Report every line of the items below that contains the word "wall", treating case as significant.

> **Items for pointing at named objects**

· · · · ·

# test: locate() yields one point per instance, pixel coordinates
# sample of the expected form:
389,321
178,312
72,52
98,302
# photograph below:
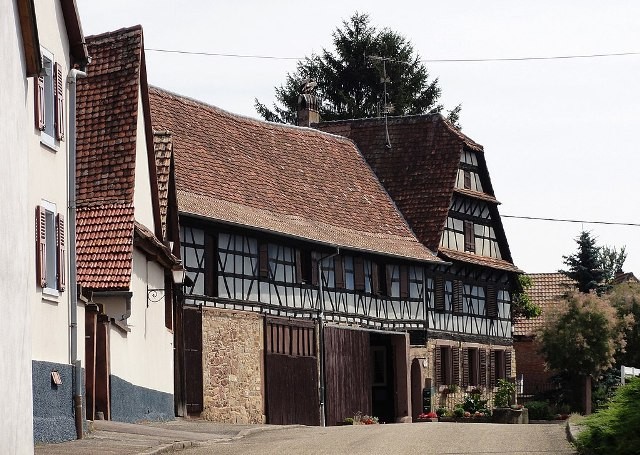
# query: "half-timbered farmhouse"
293,249
439,180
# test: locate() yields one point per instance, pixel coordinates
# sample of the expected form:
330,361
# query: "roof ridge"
245,118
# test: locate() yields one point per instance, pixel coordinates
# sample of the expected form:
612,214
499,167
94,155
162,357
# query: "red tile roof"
105,246
108,103
292,181
419,170
547,292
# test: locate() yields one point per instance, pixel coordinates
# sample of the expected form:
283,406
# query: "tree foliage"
521,303
583,337
349,79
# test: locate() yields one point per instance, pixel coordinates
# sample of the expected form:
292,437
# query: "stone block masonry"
233,366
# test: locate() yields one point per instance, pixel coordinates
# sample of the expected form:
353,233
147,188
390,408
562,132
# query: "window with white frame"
50,254
49,101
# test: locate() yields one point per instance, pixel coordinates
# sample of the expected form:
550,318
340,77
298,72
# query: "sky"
559,135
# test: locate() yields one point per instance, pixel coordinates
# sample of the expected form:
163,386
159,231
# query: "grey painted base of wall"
131,403
53,419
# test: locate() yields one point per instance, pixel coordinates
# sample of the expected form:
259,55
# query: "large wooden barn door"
192,324
347,373
291,372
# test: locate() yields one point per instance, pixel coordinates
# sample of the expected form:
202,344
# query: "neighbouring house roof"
419,172
287,180
107,126
547,292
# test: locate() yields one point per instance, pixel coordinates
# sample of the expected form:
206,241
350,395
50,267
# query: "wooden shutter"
467,179
314,268
59,101
339,271
458,300
455,370
492,368
492,301
439,293
358,272
438,366
469,237
404,281
264,260
482,354
61,252
39,102
41,246
465,367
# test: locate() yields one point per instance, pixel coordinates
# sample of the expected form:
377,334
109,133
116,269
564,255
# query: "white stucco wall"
142,195
48,173
143,356
16,128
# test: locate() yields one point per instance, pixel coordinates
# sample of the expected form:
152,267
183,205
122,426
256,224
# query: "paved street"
418,438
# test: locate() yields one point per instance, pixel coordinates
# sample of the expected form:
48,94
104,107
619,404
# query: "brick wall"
233,367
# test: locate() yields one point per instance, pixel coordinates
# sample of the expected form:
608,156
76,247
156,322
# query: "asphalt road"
416,438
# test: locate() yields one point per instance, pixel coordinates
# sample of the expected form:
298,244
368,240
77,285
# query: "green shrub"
539,410
614,429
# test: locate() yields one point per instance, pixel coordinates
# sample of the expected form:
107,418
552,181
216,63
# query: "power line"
441,60
611,223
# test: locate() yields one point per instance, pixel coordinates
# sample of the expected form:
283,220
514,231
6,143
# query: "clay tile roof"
104,246
547,291
107,118
163,147
292,181
485,261
419,170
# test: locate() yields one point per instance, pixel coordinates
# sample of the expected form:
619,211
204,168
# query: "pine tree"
349,80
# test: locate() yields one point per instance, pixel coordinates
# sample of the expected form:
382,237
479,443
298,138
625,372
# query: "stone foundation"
232,366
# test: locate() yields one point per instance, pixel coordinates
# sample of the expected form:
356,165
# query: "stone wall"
232,366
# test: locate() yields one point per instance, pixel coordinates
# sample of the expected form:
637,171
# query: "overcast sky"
560,136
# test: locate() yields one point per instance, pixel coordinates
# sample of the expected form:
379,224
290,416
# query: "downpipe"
74,74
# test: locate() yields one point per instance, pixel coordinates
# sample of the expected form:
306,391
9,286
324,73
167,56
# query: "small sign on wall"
56,378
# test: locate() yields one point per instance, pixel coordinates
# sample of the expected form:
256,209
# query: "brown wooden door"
347,373
291,372
193,359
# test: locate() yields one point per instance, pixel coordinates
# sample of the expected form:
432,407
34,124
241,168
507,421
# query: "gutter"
74,74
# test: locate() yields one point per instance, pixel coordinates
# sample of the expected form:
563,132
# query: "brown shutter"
339,271
467,179
358,271
404,281
439,293
482,354
455,371
38,97
492,301
59,101
465,367
458,299
469,237
492,368
61,252
264,260
314,268
299,278
41,246
438,366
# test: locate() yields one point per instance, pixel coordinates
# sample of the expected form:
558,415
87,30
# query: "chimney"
308,113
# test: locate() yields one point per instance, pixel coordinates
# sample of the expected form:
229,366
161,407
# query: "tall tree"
584,265
349,78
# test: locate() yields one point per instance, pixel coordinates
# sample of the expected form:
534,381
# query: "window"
49,101
50,254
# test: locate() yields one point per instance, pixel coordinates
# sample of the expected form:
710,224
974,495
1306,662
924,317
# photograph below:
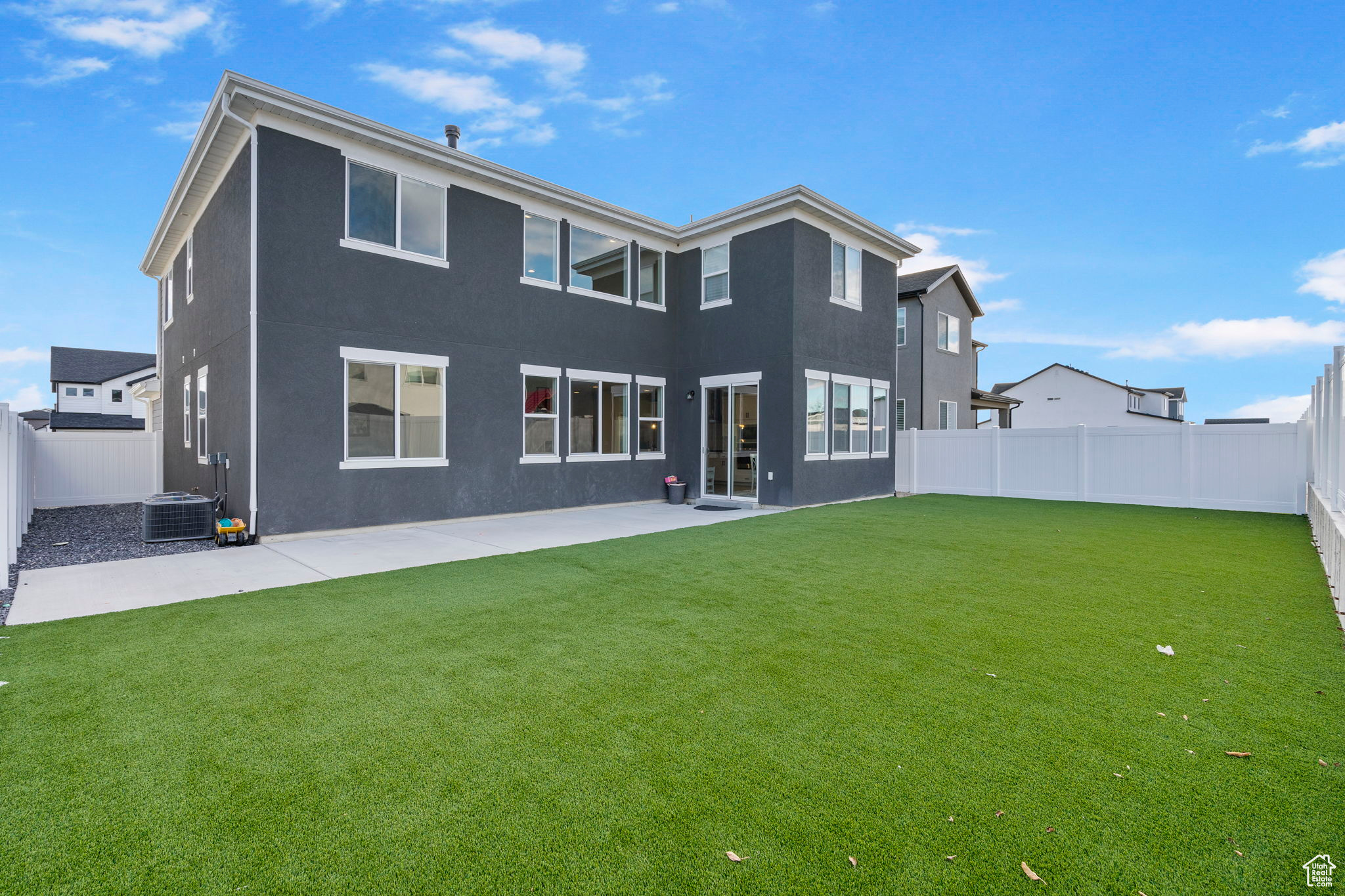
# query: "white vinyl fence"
16,448
1231,467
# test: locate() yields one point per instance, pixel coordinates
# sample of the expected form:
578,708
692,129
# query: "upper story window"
396,211
651,277
847,273
948,333
598,264
541,249
395,409
715,274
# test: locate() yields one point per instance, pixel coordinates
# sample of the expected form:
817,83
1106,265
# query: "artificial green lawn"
798,688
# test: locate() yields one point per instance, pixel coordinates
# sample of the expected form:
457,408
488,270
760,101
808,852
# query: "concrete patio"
60,593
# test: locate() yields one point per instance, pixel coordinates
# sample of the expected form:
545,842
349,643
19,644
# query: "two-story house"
93,389
939,360
382,330
1063,395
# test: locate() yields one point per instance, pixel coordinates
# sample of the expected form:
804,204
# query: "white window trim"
378,356
585,291
599,377
726,272
554,372
397,251
663,385
556,251
663,278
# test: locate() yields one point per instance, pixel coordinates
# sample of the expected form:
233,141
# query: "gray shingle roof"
95,364
65,421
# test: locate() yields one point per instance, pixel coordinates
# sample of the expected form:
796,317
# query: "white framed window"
393,214
948,330
541,414
849,416
650,293
202,410
541,250
816,414
649,409
847,274
879,419
395,409
599,265
947,416
715,276
600,417
186,412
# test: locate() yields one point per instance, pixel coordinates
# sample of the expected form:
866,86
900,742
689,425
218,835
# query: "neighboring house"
380,330
93,389
938,359
1063,395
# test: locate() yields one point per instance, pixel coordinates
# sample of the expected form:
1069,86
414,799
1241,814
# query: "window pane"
373,205
839,418
540,247
423,412
423,218
817,417
715,259
583,418
858,418
651,400
615,421
598,263
540,395
540,436
837,270
651,277
853,273
879,422
716,288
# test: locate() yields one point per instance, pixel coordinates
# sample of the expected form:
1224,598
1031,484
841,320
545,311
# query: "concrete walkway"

· · · · ·

> **Answer to this task**
# query: "grey painted base of wall"
# query: "white stucco wall"
# query: "brick wall"
# query: "stone wall"
# query: "small sign on wall"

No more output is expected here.